◆ **Exercise**
Rewrite the items below, putting "Labeling request" in place of every "Pest-scouting request" and keeping everything else the same.
= = = =
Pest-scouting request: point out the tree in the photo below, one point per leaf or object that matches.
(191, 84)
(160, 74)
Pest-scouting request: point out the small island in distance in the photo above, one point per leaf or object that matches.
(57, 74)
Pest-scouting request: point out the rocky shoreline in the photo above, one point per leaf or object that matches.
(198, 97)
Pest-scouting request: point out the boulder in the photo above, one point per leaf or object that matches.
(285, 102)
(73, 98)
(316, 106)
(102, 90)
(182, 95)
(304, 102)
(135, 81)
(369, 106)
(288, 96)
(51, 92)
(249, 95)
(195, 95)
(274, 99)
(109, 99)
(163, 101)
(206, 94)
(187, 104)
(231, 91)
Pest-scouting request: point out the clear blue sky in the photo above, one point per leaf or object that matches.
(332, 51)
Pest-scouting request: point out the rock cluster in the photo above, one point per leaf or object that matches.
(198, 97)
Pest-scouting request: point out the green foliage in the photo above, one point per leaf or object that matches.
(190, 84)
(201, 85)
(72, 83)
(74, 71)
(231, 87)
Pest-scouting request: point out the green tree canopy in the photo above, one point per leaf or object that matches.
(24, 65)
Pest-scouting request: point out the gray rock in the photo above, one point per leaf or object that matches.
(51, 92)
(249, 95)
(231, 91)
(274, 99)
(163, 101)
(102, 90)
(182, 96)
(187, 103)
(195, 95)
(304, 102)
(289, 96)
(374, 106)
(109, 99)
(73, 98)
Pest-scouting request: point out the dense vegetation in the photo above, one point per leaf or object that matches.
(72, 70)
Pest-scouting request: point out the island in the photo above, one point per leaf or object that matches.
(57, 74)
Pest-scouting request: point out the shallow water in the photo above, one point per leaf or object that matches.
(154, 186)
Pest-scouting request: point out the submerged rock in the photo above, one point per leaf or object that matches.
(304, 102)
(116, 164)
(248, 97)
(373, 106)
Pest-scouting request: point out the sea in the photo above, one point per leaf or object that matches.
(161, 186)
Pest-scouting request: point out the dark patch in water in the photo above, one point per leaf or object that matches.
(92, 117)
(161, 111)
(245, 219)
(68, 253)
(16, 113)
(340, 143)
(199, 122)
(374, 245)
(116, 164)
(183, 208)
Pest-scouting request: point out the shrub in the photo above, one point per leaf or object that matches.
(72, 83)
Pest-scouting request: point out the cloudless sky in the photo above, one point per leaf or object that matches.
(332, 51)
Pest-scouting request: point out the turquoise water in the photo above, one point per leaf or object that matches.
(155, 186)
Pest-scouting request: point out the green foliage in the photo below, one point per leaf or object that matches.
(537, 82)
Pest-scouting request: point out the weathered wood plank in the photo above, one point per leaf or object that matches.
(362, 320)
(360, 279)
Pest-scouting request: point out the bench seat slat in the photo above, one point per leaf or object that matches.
= = = =
◆ **Output of the exercise**
Labeling request: point out the tree in the photo below, one point per leaf or object that matches.
(191, 84)
(160, 74)
Labeling request: point out the small island in distance in the photo above, one point per leaf or object that matches.
(57, 74)
Labeling request: point out the rocky shoreline in the photo above, one point per leaf or object that matches.
(198, 97)
Labeling request: point out the boulder in the photo above, one point per leaf or object that matches.
(285, 102)
(73, 98)
(316, 106)
(102, 90)
(182, 95)
(304, 102)
(135, 81)
(369, 106)
(288, 96)
(51, 92)
(249, 95)
(195, 95)
(274, 99)
(109, 99)
(163, 101)
(206, 94)
(187, 104)
(231, 91)
Labeling request: point out the clear blue sky in the photo above, one point per leaf or object that matches.
(332, 51)
Labeling request: point out the rock cluster in the photo above, one point per leaf or object that matches.
(198, 97)
Labeling request: point out the green foliage in the photo above, one point per leaf or object that matches.
(190, 84)
(201, 85)
(72, 83)
(74, 71)
(231, 87)
Labeling request: point out the green tree canopy in the photo above, one point per leaf or object that matches.
(24, 65)
Labeling request: point out the gray rock in the photo above, one point per leaf or object that matches.
(51, 92)
(249, 95)
(231, 91)
(274, 99)
(163, 101)
(102, 90)
(182, 96)
(187, 103)
(195, 95)
(304, 102)
(289, 96)
(374, 106)
(109, 99)
(73, 98)
Labeling request: point out the dense vegetation in the photo above, one point per leaf or object that matches.
(72, 70)
Labeling request: point out the island in the photo above, one point per leaf or object that matches.
(57, 74)
Labeling request: point out the shallow water in the photo above, one point per leaf or object that matches.
(154, 186)
Labeling request: point out the submerged rock in the photo above, one point per leaf or object that matches.
(304, 102)
(116, 164)
(248, 97)
(373, 106)
Labeling request: point out the sea in the photo above, one point per leaf or object that matches.
(161, 186)
Labeling request: point out the dark patch in water in the photo above, one point per leaf or object that matches.
(92, 117)
(161, 111)
(245, 219)
(68, 253)
(16, 113)
(340, 143)
(199, 122)
(374, 245)
(116, 164)
(183, 208)
Labeling request: point out the shrub in the photo above, one point per leaf or object that matches.
(72, 83)
Labeling request: point out the cloudless sky in the photo above, one point per leaf or object that matches.
(332, 51)
Labeling request: point out the turquoise water in the photo above, one point per leaf or object that matches.
(155, 186)
Labeling request: point out the green foliage in the photo below, one point per leaf or object that matches.
(537, 82)
Labeling request: point out the weathered wood plank in the photo above, one point per leaf or object that matches.
(362, 320)
(360, 279)
Labeling request: point out the bench seat slat in the photo above, one point per leaf or object that matches.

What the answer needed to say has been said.